§ TASKS FOR THIS EXERCISE
a) Reproduce word for word the part of the passage on choosing Linux over Solaris, starting with "Large technology-focused companies, like" and going on through "are choosing Linux.".
b) Name every company mentioned in the passage on choosing Linux over Solaris, listing each only once.

§ READING PASSAGE
begin

In addition to technology advantages, Linux has a community and workforce
that's orders of magnitude larger, staff with invested skills (re-education is
part of a TCO calculation), companies with invested infrastructure (rewriting
automation scripts is also part of TCO), and also much better future
employment prospects (a factor than can influence people wanting to work at
your company on that OS). Even with my considerable and well-known Solaris
expertise, the employment prospects with Solaris are bleak and getting worse
every year. With my Linux skills, I can work at awesome companies like Netflix
(which I highly recommend), Facebook, Google, SpaceX, etc.

Large technology-focused companies, like Netflix, Facebook, and Google, have
the expertise and appetite to make a technology-based OS decision. We have
dedicated teams for the OS and kernel with deep expertise. On Netflix's OS
team, there are three staff who previously worked at Sun Microsystems and have
more Solaris expertise than they do Linux expertise, and I believe you'll find
similar people at Facebook and Google as well. And we are choosing Linux.

end

§ MATERIAL
begin

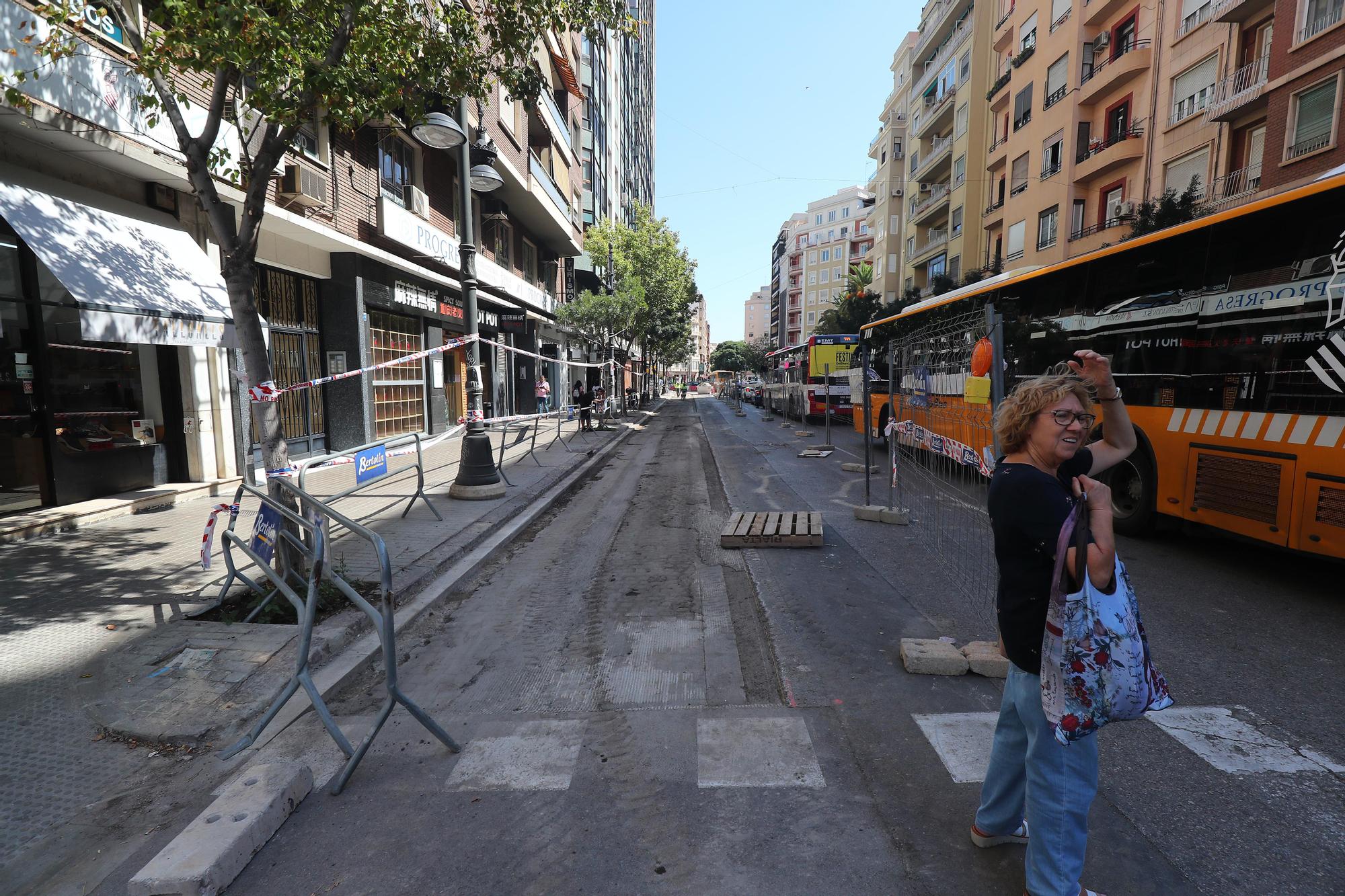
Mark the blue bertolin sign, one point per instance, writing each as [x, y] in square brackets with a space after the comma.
[371, 463]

end

§ RESPONSE LIST
a)
Large technology-focused companies, like Netflix, Facebook, and Google, have
the expertise and appetite to make a technology-based OS decision. We have
dedicated teams for the OS and kernel with deep expertise. On Netflix's OS
team, there are three staff who previously worked at Sun Microsystems and have
more Solaris expertise than they do Linux expertise, and I believe you'll find
similar people at Facebook and Google as well. And we are choosing Linux.

b) Netflix, Facebook, Google, SpaceX, Sun Microsystems